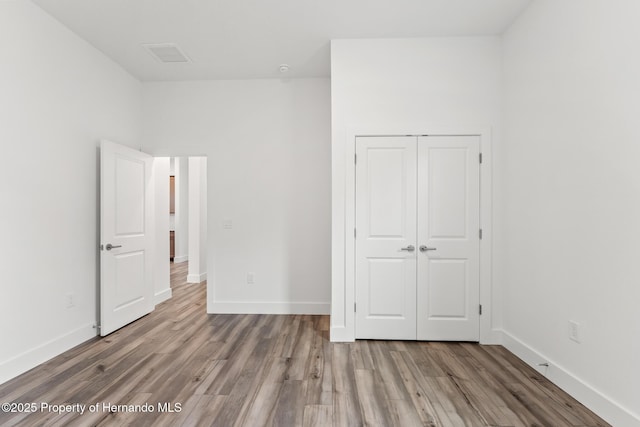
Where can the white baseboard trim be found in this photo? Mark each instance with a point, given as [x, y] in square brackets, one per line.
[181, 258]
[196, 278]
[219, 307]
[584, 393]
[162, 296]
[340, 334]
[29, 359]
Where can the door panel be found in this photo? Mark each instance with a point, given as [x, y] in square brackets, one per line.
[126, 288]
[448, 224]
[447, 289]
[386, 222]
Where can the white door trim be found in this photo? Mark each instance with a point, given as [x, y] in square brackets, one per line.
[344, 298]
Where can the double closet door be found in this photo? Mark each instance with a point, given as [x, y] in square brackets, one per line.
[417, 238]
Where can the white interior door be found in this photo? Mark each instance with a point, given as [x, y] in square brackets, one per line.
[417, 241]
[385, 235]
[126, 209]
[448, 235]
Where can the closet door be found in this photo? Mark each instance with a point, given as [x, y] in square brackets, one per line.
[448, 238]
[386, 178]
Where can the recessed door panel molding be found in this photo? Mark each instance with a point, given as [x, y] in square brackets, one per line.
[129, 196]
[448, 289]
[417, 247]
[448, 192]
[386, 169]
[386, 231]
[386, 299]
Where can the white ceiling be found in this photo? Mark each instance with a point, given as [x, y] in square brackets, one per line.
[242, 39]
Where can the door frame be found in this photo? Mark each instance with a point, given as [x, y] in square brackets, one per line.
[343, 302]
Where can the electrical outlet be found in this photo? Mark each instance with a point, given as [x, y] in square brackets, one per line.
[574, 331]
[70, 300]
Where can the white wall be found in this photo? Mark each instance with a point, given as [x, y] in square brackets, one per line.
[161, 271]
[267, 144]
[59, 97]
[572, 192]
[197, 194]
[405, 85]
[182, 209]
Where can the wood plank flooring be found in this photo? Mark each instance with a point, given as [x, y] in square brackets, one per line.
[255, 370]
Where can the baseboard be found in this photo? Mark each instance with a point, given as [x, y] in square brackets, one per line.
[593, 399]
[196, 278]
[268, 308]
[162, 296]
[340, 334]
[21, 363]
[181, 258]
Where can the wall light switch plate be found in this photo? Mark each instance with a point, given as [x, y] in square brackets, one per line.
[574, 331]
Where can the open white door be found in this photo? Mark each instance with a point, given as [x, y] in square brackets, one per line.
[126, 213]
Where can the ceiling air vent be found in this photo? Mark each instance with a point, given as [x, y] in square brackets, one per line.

--

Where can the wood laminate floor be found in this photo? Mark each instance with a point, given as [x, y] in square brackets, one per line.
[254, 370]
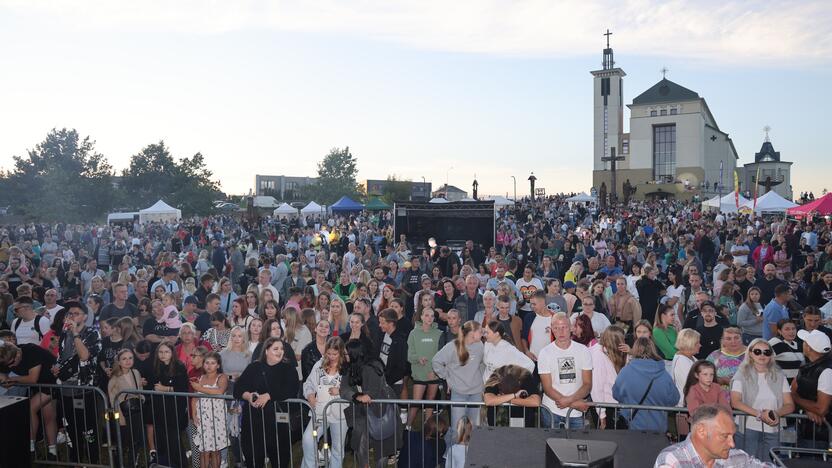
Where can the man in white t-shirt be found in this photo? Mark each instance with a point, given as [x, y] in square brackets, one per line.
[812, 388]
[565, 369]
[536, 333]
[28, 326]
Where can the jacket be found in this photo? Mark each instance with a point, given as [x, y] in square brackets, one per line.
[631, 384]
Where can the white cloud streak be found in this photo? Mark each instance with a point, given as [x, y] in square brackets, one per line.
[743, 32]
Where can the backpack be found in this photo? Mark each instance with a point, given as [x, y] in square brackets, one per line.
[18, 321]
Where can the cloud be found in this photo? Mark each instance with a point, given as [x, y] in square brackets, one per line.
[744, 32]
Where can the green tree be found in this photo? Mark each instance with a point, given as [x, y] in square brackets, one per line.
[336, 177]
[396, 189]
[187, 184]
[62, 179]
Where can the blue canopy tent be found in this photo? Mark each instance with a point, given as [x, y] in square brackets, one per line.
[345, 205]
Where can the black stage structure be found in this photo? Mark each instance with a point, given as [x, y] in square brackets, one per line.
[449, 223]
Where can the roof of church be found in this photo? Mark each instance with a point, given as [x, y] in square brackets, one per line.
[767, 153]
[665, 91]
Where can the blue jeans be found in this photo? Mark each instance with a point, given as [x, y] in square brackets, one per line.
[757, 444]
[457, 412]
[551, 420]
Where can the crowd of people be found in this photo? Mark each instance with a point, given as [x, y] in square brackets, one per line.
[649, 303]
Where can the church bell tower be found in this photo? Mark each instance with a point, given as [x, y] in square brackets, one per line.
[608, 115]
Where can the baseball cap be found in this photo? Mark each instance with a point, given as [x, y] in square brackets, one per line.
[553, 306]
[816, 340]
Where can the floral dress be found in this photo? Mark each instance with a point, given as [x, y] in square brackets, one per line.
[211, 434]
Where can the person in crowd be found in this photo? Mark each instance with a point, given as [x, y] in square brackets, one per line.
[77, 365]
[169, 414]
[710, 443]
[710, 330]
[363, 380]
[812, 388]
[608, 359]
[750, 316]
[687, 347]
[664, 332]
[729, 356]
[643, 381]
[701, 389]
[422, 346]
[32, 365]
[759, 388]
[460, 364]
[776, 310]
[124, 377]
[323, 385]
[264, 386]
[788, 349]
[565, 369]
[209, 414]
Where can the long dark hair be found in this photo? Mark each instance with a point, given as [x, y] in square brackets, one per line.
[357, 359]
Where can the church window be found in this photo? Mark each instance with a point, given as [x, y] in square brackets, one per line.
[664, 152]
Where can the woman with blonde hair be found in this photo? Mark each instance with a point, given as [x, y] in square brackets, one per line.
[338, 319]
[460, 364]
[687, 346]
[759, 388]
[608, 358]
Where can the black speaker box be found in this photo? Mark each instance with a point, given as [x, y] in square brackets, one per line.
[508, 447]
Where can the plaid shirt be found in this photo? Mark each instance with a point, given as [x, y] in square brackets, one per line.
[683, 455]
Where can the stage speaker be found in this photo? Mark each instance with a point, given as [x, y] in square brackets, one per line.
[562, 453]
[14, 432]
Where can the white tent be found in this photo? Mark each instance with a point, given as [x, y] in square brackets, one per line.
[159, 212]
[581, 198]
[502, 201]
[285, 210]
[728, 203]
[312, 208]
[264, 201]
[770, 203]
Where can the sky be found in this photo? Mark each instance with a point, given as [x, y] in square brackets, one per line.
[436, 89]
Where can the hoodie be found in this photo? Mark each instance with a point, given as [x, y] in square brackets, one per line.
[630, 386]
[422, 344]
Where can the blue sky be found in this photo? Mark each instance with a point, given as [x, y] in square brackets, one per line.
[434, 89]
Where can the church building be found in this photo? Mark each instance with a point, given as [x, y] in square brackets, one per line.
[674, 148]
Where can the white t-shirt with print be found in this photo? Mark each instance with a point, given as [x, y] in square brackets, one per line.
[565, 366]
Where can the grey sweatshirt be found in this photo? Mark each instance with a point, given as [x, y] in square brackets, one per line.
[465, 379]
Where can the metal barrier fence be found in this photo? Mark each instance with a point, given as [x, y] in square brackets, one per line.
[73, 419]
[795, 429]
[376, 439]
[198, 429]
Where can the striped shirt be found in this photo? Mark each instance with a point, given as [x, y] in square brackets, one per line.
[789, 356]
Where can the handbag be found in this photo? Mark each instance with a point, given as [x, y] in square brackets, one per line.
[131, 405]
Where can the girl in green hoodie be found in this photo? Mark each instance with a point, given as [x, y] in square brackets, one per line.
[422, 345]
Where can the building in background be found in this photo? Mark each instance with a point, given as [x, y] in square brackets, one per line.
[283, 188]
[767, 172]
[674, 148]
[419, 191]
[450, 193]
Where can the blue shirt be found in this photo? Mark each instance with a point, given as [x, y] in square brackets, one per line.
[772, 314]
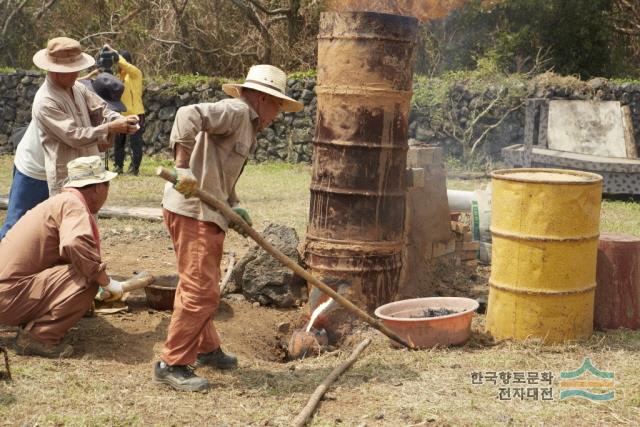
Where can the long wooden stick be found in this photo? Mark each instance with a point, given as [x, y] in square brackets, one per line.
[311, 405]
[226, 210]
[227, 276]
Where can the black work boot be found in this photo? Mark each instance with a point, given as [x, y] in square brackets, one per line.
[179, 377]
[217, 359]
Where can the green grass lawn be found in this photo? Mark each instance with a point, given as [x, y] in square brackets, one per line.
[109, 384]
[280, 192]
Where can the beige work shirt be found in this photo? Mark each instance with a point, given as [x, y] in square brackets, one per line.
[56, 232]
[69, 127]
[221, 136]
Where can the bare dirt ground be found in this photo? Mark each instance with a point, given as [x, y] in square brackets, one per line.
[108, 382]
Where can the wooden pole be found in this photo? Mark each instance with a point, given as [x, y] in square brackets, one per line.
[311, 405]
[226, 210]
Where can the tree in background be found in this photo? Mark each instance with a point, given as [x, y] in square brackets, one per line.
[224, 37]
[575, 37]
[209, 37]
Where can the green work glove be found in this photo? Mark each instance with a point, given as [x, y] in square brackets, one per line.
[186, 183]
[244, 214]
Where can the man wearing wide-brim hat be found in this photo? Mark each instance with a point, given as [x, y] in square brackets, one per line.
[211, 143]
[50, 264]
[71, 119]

:: WHAT IS EXPECTED ::
Return every line in the records above that contains the word "closet". Case counts.

:: RESULT OF THE EXERCISE ::
Where can the double closet door be found in this photo? Mark each instance with a point, given as [x, y] in square brackets, one per line.
Where can the closet door be found in this photo? Mark each instance with a point, given as [x, y] in square brackets, one per line.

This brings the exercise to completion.